Il Parlamento europeo ha approvato un rafforzamento della tutela per le denominazioni lattiero-casearie dopo aver autorizzato l’uso del termine hanburger anche per quelli sintetici

di Micaela Cappellini

(Adobe Stock)

3' di lettura

Quel che non è riuscito ai produttori di carne, è riuscito a quelli di latte. Dopo aver definitivamente autorizzato l’uso del termine “hamburger” anche per quelli vegetali e sintetici, il Parlamento europeo ha cambiato rotta e in sessione plenaria ha invece approvato un rafforzamento della tutela almeno per le denominazioni lattiero-casearie.

- **OBIETTIVO INDICATO 1**: Indica quante righe dei record qui sotto contengono la stringa "foot". Rispondi soltanto con il numero.

- **RECORD MOSTRATI**:
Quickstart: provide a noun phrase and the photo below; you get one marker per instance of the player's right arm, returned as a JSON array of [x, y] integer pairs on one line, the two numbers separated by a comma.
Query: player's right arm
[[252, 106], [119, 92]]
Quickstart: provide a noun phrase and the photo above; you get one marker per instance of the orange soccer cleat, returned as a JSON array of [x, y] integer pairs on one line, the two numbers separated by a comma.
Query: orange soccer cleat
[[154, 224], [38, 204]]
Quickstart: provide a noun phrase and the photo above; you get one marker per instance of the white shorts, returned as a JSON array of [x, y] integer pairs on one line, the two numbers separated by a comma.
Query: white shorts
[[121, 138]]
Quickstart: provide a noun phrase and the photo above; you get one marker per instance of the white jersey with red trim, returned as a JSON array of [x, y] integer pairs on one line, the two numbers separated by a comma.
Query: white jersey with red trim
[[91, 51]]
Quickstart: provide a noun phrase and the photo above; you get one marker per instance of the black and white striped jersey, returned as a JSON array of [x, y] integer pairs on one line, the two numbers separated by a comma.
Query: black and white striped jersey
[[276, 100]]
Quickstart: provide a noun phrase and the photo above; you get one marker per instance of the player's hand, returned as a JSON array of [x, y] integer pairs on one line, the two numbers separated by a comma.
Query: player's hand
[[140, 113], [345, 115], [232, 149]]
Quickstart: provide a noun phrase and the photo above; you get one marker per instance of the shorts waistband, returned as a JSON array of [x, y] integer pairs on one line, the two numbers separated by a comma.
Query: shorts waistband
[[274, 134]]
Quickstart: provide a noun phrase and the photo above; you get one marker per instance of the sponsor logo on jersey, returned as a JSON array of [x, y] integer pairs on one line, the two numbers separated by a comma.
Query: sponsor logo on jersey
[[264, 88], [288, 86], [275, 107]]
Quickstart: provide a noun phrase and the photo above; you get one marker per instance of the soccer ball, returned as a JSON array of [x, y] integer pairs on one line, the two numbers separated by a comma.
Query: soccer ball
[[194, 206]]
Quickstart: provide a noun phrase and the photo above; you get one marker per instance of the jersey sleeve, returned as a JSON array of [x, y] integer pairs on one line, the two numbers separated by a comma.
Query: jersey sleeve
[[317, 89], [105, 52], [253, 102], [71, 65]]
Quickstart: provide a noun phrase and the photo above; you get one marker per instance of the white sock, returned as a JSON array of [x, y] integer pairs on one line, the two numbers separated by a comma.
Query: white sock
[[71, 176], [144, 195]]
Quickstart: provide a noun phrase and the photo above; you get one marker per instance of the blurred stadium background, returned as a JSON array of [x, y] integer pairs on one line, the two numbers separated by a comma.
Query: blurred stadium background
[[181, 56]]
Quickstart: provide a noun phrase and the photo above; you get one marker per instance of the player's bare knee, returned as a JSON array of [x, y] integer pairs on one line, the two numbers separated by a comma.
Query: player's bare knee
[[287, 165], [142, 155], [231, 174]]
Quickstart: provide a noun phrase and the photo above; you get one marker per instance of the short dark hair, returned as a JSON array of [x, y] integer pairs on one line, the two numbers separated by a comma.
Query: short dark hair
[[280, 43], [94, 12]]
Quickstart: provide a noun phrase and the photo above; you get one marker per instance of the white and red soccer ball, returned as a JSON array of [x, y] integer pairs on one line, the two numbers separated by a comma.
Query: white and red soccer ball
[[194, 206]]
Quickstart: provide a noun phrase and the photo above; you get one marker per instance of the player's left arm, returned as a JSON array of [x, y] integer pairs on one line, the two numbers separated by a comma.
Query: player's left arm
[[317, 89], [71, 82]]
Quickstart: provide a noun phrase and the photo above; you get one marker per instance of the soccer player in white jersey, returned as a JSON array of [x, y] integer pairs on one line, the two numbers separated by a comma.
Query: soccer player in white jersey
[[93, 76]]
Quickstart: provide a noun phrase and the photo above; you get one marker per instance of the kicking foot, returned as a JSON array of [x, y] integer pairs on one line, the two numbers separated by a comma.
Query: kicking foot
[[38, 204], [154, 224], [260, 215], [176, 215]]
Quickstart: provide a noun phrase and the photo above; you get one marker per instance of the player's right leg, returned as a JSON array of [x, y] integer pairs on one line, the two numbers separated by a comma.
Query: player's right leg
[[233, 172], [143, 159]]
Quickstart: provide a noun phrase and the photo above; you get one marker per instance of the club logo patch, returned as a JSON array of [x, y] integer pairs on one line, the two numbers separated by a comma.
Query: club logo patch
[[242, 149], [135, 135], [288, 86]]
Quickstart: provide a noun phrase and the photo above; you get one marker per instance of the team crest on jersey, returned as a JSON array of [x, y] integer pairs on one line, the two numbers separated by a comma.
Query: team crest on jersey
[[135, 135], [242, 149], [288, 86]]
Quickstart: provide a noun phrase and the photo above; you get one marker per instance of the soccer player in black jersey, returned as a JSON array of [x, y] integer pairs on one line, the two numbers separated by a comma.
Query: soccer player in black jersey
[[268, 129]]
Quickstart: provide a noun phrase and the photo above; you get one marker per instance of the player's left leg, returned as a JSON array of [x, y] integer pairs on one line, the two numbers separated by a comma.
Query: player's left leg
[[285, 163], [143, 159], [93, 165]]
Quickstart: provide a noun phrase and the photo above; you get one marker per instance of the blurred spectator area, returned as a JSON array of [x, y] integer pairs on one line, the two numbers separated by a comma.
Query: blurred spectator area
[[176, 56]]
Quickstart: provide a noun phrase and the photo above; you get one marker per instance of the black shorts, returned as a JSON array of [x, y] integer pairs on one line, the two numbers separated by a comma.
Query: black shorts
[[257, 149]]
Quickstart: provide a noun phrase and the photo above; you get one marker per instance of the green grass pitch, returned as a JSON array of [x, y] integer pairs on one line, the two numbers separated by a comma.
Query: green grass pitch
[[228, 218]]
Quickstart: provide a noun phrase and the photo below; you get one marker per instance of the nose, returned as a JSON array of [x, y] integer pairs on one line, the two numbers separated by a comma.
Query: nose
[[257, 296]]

- **OBIETTIVO INDICATO 2**: Per favore, trascrivi senza modifiche dal brano sulle denominazioni lattiero-casearie riportato più sopra la parte che si apre con le parole "Il Parlamento europeo ha approvato" e si chiude con "le denominazioni lattiero-casearie.".

- **RISULTATO CORRETTO 1**: 2

- **RISULTATO CORRETTO 2**:
Il Parlamento europeo ha approvato un rafforzamento della tutela per le denominazioni lattiero-casearie dopo aver autorizzato l’uso del termine hanburger anche per quelli sintetici

di Micaela Cappellini

(Adobe Stock)

3' di lettura

Quel che non è riuscito ai produttori di carne, è riuscito a quelli di latte. Dopo aver definitivamente autorizzato l’uso del termine “hamburger” anche per quelli vegetali e sintetici, il Parlamento europeo ha cambiato rotta e in sessione plenaria ha invece approvato un rafforzamento della tutela almeno per le denominazioni lattiero-casearie.